Copy nothing but the text: reproduce each line of the listing exactly and leave the pictures out.
--- BEGIN INFORMATION PROVIDED ---
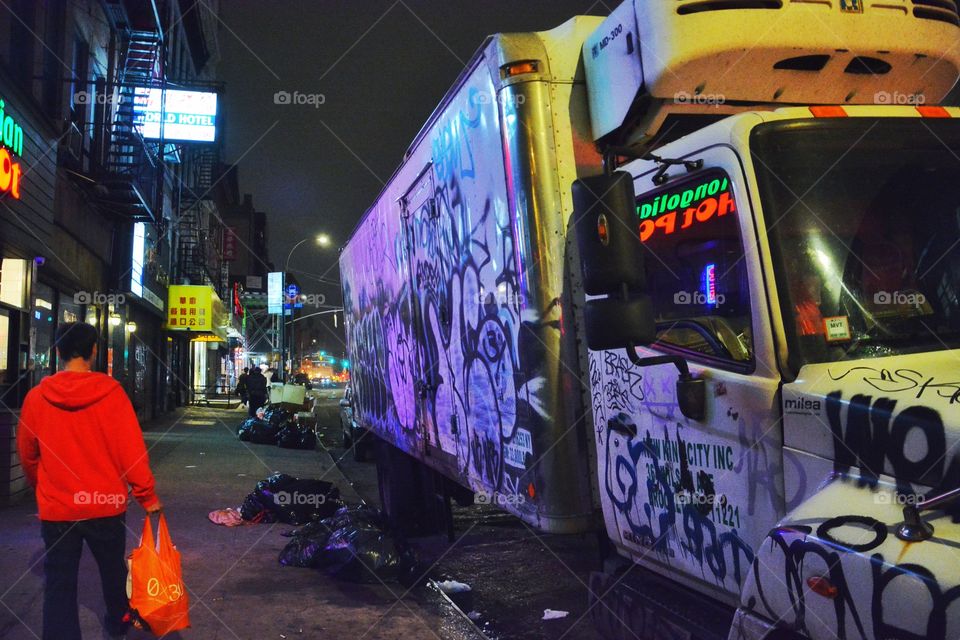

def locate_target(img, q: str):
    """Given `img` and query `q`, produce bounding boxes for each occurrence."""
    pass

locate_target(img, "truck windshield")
[750,118,960,372]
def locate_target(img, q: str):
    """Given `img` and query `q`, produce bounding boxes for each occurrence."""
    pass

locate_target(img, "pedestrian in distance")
[17,322,161,640]
[247,367,267,418]
[237,367,250,406]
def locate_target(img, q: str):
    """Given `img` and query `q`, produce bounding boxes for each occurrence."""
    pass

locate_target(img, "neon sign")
[703,263,717,305]
[637,174,737,242]
[0,98,23,200]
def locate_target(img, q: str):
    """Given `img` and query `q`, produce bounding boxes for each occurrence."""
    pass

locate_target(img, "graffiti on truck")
[826,391,960,494]
[341,79,560,502]
[746,515,960,640]
[604,413,753,584]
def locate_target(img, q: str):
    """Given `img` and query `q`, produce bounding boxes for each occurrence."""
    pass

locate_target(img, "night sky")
[219,0,616,303]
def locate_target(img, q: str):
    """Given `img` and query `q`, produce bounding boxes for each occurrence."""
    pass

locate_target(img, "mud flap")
[588,567,733,640]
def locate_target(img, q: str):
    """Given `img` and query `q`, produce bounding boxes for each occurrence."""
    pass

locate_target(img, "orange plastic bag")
[128,514,190,637]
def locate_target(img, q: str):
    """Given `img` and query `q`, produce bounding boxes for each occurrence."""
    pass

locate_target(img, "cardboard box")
[270,382,283,404]
[280,384,307,412]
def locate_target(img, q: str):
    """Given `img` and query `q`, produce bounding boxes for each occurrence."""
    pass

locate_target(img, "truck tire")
[351,431,373,462]
[376,433,449,536]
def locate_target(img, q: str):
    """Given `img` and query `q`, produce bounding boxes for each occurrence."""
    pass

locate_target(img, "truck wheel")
[352,431,373,462]
[376,440,449,536]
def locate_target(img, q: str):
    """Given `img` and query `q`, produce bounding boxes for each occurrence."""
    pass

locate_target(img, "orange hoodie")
[17,371,157,521]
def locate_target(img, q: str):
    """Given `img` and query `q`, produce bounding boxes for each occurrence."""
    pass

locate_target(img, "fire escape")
[94,1,164,223]
[176,145,228,299]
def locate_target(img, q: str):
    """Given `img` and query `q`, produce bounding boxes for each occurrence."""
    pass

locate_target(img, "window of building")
[637,169,753,364]
[30,283,56,384]
[0,258,27,309]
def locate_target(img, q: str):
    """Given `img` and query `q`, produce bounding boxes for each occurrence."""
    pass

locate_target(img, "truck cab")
[575,2,960,640]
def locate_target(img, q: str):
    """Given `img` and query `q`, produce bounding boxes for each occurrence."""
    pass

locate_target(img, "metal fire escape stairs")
[99,28,164,224]
[177,145,221,296]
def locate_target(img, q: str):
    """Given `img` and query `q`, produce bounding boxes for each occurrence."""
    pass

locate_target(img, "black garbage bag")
[277,423,317,449]
[311,505,417,582]
[253,473,343,524]
[240,492,277,523]
[238,418,280,444]
[280,520,330,567]
[237,418,270,441]
[263,405,293,431]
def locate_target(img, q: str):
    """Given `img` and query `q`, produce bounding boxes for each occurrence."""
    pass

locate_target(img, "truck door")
[402,164,462,470]
[590,148,783,600]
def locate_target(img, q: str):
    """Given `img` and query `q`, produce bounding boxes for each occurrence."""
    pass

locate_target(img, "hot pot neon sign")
[0,98,23,200]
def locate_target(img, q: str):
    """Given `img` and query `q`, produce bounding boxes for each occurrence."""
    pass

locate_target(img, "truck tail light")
[917,107,951,118]
[500,60,539,78]
[810,105,847,118]
[597,213,610,247]
[807,576,840,600]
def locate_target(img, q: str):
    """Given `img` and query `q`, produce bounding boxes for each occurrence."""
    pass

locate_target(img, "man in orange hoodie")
[17,322,161,640]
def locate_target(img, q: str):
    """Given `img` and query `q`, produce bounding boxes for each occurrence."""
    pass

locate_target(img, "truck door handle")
[607,413,637,438]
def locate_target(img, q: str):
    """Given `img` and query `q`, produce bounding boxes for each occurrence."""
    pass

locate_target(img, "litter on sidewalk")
[237,404,317,450]
[541,609,570,620]
[207,473,343,527]
[279,505,417,583]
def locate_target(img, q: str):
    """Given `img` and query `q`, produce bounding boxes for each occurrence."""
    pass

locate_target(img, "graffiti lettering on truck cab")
[826,391,960,493]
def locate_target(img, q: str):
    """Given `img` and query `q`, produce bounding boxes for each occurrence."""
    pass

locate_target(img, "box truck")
--- END INFORMATION PROVIDED ---
THE SOLUTION
def locate_target(img, q: str):
    """Given `img` and query `q`, produce bounding boxes for each occurrence."""
    pass

locate_target(img, "truck windshield")
[750,118,960,372]
def locate_target(img, q: str):
    """Given `img` and query `q`, produce bounding boxes for each occurrence."""
    pass

locate_target(img, "pedestrian in distance")
[17,322,161,640]
[247,367,267,418]
[237,367,250,406]
def locate_target(img, q: str):
    """Given `img` and query `q`, produce bounding boxes for each occurrence."""
    pass

locate_target(img, "neon sign")
[703,263,717,305]
[637,174,737,242]
[0,98,23,200]
def locate_target(img, q: str):
    """Given `img` and query `q`, produce bounding boxes for each occurrence."""
    pass

locate_target(img, "graffiti on truck")
[826,391,960,494]
[341,79,560,502]
[746,515,960,640]
[604,413,753,584]
def locate_target(img, q: str):
    """Given `img` and query `q`, produce bounding boxes for each occurrence."""
    pass

locate_target(img, "night sky")
[219,0,616,303]
def locate_target(img, q: str):
    """Given `img` and query `q`, produce bounding boxes for each occurrence."""
    pass

locate_target(img, "mud flap")
[588,567,733,640]
def locate_target(img, q: str):
    """Given `img` and query `q`, produce bounding boxes for each occurrence."""
    pass

locate_target(img, "orange plastic bag")
[128,514,190,637]
def locate_target(img, q: str):
    """Given `img` and query `q`, produce bounding boxes for each occurrence."""
    pass

locate_target(img, "cardboard box")
[270,382,283,404]
[280,384,307,412]
def locate_target(img, q: str):
    """Given `img` and query `q`, produce bounding boxes for each occurrence."""
    pass

locate_target(img, "truck tire")
[351,431,373,462]
[376,433,449,536]
def locate_target(img, q: str):
    """Given `img` and query `q`, produce bounding boxes for each occurrence."""
    pass

locate_target(img, "truck wheel")
[352,431,373,462]
[376,440,449,536]
def locate_target(img, q: str):
    """Given `img` and query `q`, produce bounding boxes for each occurrence."""
    pass

locate_target(img, "orange hoodie")
[17,371,157,521]
def locate_target(img, q: str):
    """Given `img` and query `q`, produce bounding boxes for each occurrence."""
    pass

locate_target(img, "fire escape")
[94,1,164,223]
[176,145,228,299]
def locate_target(img, q: str):
    """Given `img` and query `q`, produce bounding boxes for each occurrence."""
    pass

locate_target(img, "window of building")
[637,169,753,364]
[30,283,56,384]
[0,258,27,309]
def locate_target(img, q: str):
    """Given `img` and query `q`, produce bounding boxes for each occurrence."""
    pass

locate_target(img, "truck cab")
[575,2,960,640]
def locate_target(img, q: str):
    """Given `img` and query `q`, produce bounding boxes for each occurrence."""
    pass

locate_target(img, "metal fire escape stairs")
[99,28,164,224]
[177,145,221,296]
def locate_target(img, q: str):
    """Given `img` and query `q`, produce bounding boxes for each occurrence."""
    pass

locate_target(img, "black garbage bag")
[277,423,317,449]
[311,505,417,582]
[253,473,343,524]
[240,492,277,523]
[238,418,280,444]
[280,520,330,567]
[237,418,270,441]
[263,405,293,431]
def locate_target(img, q: str):
    """Given `img` and query `q`, produce bounding boxes for each occurrence."""
    pass

locate_target(img, "truck door")
[402,164,462,470]
[590,148,783,600]
def locate_target(img, q: str):
    """Given `img` and query `q`, produce bounding boxes for each occurrence."""
    pass

locate_target(img, "hot pot neon sign")
[0,98,23,200]
def locate_target(img, q: str):
    """Given `img` and query `q`, produce bounding boxes for each occurrence."""
    pass

locate_target(img, "truck tail light")
[917,107,951,118]
[500,60,539,78]
[810,105,847,118]
[597,213,610,247]
[807,576,840,600]
def locate_target(img, q: str):
    """Given `img` and query `q`, produce bounding boxes for each occurrence."""
    pass

locate_target(img, "man in orange hoodie")
[17,322,161,640]
def locate_target(img, q: str):
    """Given `img` and query `q`, produce bounding boxes for each occurrence."""
    pass

locate_target(img, "truck door handle")
[607,413,637,438]
def locate_target(img, q: str):
    """Given `img` and query `q`, produce bounding boxes for each occurrence."""
    pass

locate_target(img, "litter on sidewalk")
[237,404,317,450]
[541,609,570,620]
[207,473,343,527]
[279,505,417,583]
def locate_target(img, q: str):
    """Given `img` and query `q`, produce bounding boxes for each occurrence."""
    pass

locate_target(img, "graffiti lettering on truck cab")
[826,391,960,493]
def locate_target(img, q: str):
    """Given `img` and query `q`, produce bounding boxes for each occurrence."""
    pass

locate_target(img, "box truck")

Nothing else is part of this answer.